Once you have read the records below, print them again exactly as they stand.

===============

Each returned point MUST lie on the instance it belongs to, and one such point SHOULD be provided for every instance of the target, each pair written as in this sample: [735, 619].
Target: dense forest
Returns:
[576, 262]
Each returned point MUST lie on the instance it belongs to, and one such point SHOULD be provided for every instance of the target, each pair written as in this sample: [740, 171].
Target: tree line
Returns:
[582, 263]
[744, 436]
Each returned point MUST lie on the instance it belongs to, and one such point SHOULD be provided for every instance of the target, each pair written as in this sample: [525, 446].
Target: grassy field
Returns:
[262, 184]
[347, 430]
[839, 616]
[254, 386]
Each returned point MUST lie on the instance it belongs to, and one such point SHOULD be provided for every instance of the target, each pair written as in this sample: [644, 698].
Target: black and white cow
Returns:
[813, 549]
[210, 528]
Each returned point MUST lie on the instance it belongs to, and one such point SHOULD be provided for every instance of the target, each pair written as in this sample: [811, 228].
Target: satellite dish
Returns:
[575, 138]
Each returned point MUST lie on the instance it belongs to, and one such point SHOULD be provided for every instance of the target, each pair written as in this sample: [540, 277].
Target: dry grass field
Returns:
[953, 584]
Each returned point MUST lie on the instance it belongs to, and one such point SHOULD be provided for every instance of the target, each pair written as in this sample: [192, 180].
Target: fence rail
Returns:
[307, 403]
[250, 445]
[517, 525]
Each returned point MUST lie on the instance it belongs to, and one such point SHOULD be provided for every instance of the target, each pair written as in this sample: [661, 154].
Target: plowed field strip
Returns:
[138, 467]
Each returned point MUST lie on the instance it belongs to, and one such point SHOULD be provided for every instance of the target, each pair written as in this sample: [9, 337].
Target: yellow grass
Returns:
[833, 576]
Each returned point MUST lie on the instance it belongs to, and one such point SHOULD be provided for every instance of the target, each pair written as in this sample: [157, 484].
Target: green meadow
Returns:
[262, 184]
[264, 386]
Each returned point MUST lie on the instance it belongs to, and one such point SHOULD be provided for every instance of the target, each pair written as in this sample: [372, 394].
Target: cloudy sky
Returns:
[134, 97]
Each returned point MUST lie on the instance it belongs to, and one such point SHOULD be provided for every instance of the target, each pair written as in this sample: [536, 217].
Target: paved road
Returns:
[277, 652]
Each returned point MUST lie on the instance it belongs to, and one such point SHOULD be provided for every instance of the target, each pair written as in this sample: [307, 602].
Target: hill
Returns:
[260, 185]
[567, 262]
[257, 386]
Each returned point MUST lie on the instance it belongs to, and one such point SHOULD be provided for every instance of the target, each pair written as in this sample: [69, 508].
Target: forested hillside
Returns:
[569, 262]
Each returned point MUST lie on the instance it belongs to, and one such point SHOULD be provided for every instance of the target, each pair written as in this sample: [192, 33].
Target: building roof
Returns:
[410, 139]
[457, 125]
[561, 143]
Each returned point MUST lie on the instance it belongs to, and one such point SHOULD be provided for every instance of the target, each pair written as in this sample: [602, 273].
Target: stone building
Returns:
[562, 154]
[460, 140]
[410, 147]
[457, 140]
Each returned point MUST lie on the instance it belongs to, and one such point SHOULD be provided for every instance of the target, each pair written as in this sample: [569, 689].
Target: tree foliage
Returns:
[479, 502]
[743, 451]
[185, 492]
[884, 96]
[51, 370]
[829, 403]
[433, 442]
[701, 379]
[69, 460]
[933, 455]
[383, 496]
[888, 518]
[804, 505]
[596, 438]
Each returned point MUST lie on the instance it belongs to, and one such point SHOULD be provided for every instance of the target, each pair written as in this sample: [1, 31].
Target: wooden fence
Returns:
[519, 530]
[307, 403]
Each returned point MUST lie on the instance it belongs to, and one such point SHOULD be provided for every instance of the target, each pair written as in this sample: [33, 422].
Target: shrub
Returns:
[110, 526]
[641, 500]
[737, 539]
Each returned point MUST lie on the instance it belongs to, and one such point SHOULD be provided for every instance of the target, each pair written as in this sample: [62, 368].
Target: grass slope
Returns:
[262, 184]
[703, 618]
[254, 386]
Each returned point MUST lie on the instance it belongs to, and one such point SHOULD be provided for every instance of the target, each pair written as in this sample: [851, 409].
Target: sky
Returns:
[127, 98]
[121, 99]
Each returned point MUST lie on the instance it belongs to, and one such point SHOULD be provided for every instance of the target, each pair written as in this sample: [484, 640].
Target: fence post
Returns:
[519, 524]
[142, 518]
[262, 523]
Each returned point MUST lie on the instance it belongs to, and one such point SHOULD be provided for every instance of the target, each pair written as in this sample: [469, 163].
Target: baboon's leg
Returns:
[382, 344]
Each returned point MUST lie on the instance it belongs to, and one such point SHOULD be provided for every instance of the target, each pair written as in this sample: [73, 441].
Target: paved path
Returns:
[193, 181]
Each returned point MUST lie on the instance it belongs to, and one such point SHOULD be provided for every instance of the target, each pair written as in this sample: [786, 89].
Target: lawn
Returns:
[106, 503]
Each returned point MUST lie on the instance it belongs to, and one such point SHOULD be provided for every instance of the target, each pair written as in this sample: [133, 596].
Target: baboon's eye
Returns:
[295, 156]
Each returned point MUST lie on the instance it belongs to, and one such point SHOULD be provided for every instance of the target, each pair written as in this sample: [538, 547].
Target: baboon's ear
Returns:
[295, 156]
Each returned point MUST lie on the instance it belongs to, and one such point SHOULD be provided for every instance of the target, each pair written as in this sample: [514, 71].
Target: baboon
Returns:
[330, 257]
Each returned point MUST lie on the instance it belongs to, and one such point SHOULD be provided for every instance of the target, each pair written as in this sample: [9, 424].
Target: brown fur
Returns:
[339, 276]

===============

→ **Reply**:
Each returned point MUST lie on the instance it belongs to, and one such point SHOULD be provided for every instance of the target, each pair written as in this sample: [735, 619].
Target: dense forest
Returns:
[576, 262]
Each returned point MUST lie on the instance it belongs to, and one such point SHOULD be provided for every instance of the target, each pair written as in this sample: [740, 171].
Target: tree line
Returns:
[582, 263]
[744, 436]
Each returned point MUST lie on the instance it belongs to, and one such point SHOULD be provided for every instance of the target, each pair written as in this sample: [525, 446].
Target: grassy field
Returns:
[262, 184]
[347, 430]
[839, 616]
[254, 386]
Each returned point MUST lie on the instance it belongs to, and one such point SHOULD be provided for every instance of the target, each pair written as in this sample: [644, 698].
Target: black and white cow
Returns:
[813, 549]
[210, 528]
Each returned point MUST lie on the instance it belongs to, and one such point SHOULD be provided for every instance of the target, each pair written as in this sample: [811, 228].
Target: satellite dish
Returns:
[575, 138]
Each returned point MUST lie on the instance it belongs to, and one such point SHOULD be provided for every instance of the target, each pair written as in this sample: [540, 277].
Target: dry grass field
Returns:
[953, 584]
Each returned point MUST lie on the instance it belongs to, and one such point SHOULD be provided for every instance of the target, each pair written as in this sample: [192, 180].
Target: fence rail
Returns:
[307, 403]
[250, 445]
[517, 525]
Each returned point MUST lie on the instance it belongs to, and one such point SHOULD be provided for every instance of the target, each pair written as in this sample: [661, 154].
Target: plowed field strip
Returns:
[138, 467]
Each returned point MUST lie on the instance it belongs to, and one such point SHOULD be provided for every instance of the target, each pair written as in this sample: [9, 337].
Target: yellow grass
Returns:
[833, 576]
Each returned point MUST lie on the instance it belongs to, and one such point SHOULD be provided for every instance of the target, each pair written as in this sample: [157, 484].
Target: green meadow
Returns:
[262, 184]
[264, 386]
Each returned point MUST lie on the instance it belongs to, and one such point SHOULD be provided for every instance of the target, each pair written as in this sample: [372, 394].
Target: cloudy sky
Returns:
[134, 97]
Each returned point MUST lie on the instance it belongs to, and one such point SHOULD be provided for every instance of the target, each pair written as in this sample: [536, 217].
Target: paved road
Returns:
[277, 652]
Each returned point MUST lie on the instance it belongs to, and one such point SHOULD be provided for every instance of the target, each pair written as in this sample: [307, 602].
Target: hill
Returns:
[260, 185]
[567, 262]
[257, 386]
Each returned point MUST lie on the instance it belongs to, and one such point SHOULD be provided for every instance of the target, each pair written as in this sample: [69, 508].
Target: forested hillside
Returns:
[569, 262]
Each returned point MUST lie on the instance it belongs to, and one such point SHOULD be provided for every instance of the target, each pair written as in this sample: [192, 33].
Target: building roof
Returns:
[410, 139]
[457, 125]
[561, 143]
Each returned point MUST lie on the instance it belongs to, and one such point SHOULD be provided for every instance of the target, each pair written as in this sample: [602, 273].
Target: stone building
Returns:
[562, 154]
[460, 140]
[410, 147]
[457, 140]
Each returned point MUST lie on the instance it belongs to, and one such point SHOULD be provided for every instance of the target, each pair written as in this sample: [569, 689].
Target: tree foliage
Returns:
[479, 502]
[743, 451]
[185, 492]
[884, 96]
[51, 370]
[829, 403]
[433, 442]
[701, 379]
[69, 460]
[933, 455]
[383, 496]
[888, 518]
[804, 505]
[596, 438]
Each returned point MUST lie on the instance it belongs to, and one such point SHOULD be provided for every instance of the target, each pair written as in this sample: [1, 31].
Target: wooden fence
Returns:
[519, 530]
[307, 403]
Each returned point MUST lie on the instance it belongs to, and one such point SHOULD be provided for every instance of the target, each pair written as in this sample: [33, 422].
Target: shrub
Returns:
[110, 526]
[641, 500]
[737, 539]
Each returned point MUST lie on the instance it belongs to, and one such point SHOULD be provided for every instance of the target, each pair written as in this sample: [62, 368].
Target: grass slope
Returns:
[262, 184]
[703, 618]
[254, 386]
Each returned point MUST lie on the instance it belongs to, and one such point SHOULD be provided for every instance of the target, each pair written as in this sample: [851, 409].
Target: sky
Returns:
[127, 98]
[121, 99]
Each returned point MUST lie on the instance it belongs to, and one such point SHOULD be provided for every instance of the target, each pair written as in this sample: [484, 640].
Target: fence post
Returns:
[519, 524]
[142, 518]
[262, 523]
Each returned point MUST lie on the instance it belongs to, and one such point SHOULD be provided for every instance of the target, each pair written as in this sample: [469, 163].
Target: baboon's leg
Returns:
[382, 344]
Each returned point MUST lie on the instance it belongs to, and one such point SHOULD be provided for every instance of the target, each pair written as in this sample: [73, 441].
Target: paved path
Returns:
[193, 181]
Each returned point MUST lie on the instance it belongs to, and one such point SHOULD be provided for every instance of the target, each pair written as in this sample: [786, 89].
Target: lawn
Returns:
[106, 503]
Each returned point MUST lie on the instance it belongs to, and one such point SHOULD be provided for every instance of the target, each pair written as in this sample: [133, 596].
Target: baboon's eye
Returns:
[295, 156]
Each returned point MUST lie on the instance it belongs to, and one such point SHOULD be provided for every instance of the target, each pair written as in this sample: [538, 547].
Target: baboon's ear
Returns:
[295, 156]
Each returned point MUST lie on the instance it belongs to, and one such point SHOULD be provided for every instance of the target, each pair written as in this sample: [514, 71].
Target: baboon
Returns:
[330, 257]
Each returned point MUST lie on the instance it belongs to, and one such point SHOULD be provided for every instance of the target, each pair written as in this sample: [9, 424].
Target: brown fur
Returns:
[339, 276]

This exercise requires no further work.